#### Exercise objective
All of the records below must be output exactly, with no pictures carried over.

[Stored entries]
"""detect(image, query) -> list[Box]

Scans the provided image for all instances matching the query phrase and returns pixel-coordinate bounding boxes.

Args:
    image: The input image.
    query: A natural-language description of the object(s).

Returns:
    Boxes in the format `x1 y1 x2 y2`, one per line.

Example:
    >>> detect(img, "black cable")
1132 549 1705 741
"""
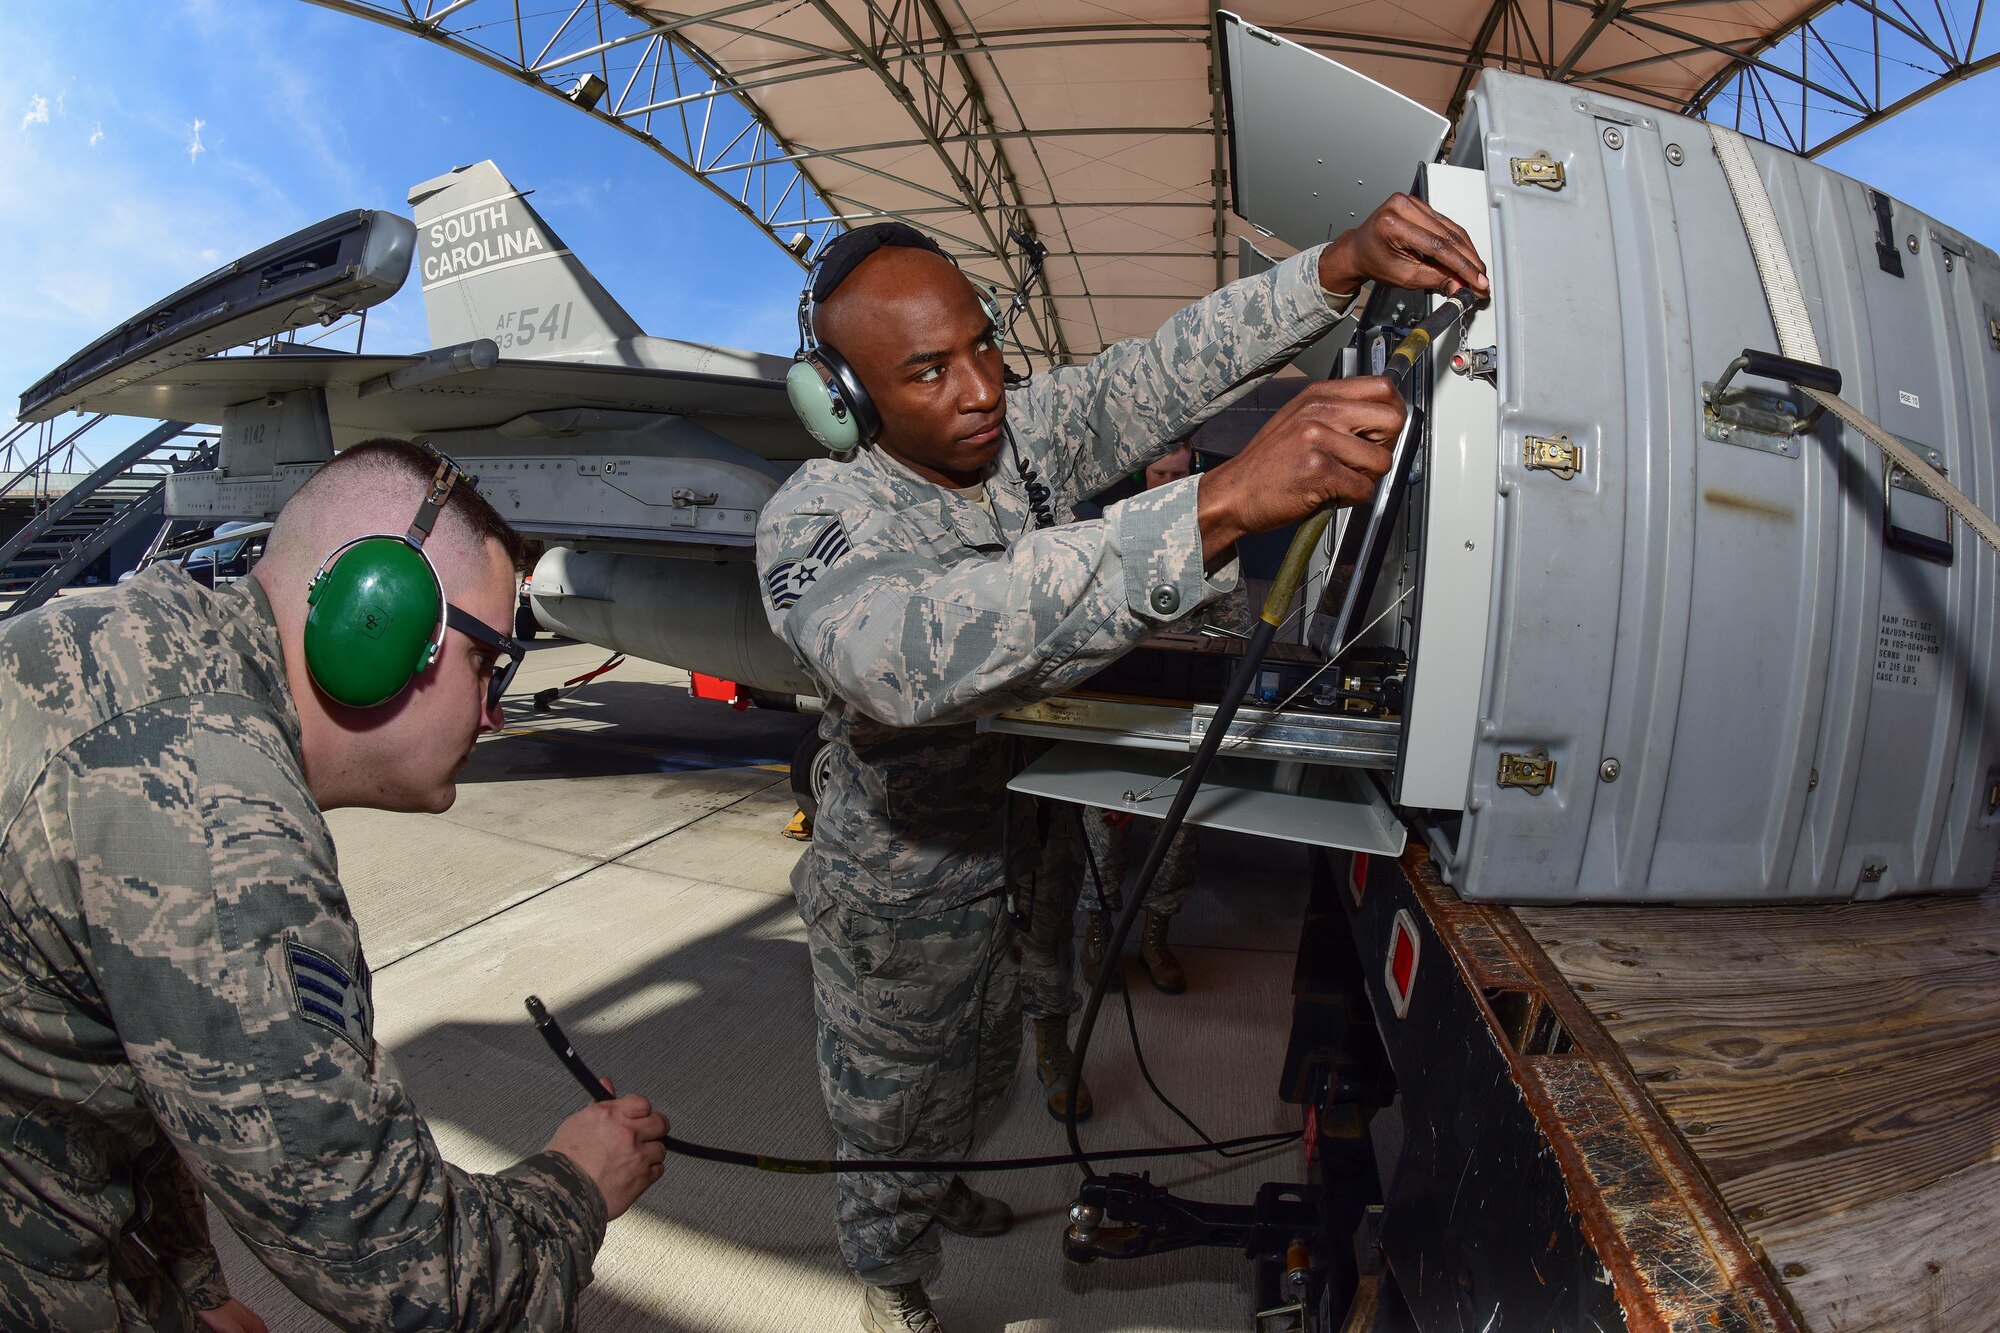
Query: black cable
1009 426 1058 532
527 996 1297 1177
1074 802 1121 915
1062 620 1279 1176
1000 227 1049 351
660 1127 1298 1176
1059 287 1482 1178
1077 807 1248 1157
1118 984 1263 1155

#### Exercise solution
"""detect(image, query) -> list[Box]

Scans the provided image for all instances matching the query phrase and returns pixel-coordinate bounding boxes.

Args:
    image: The input image.
    query: A natural-language description of the object(s).

Returns:
    Boxes in the format `x1 y1 x2 y2`, one per line.

Example:
    >>> detect(img, "black cable")
1132 549 1705 741
"""
Query: black cable
1009 426 1058 532
527 996 1297 1177
1074 802 1121 915
1062 620 1279 1176
1000 227 1049 351
660 1127 1298 1176
1059 287 1482 1178
1077 807 1248 1157
1118 984 1263 1155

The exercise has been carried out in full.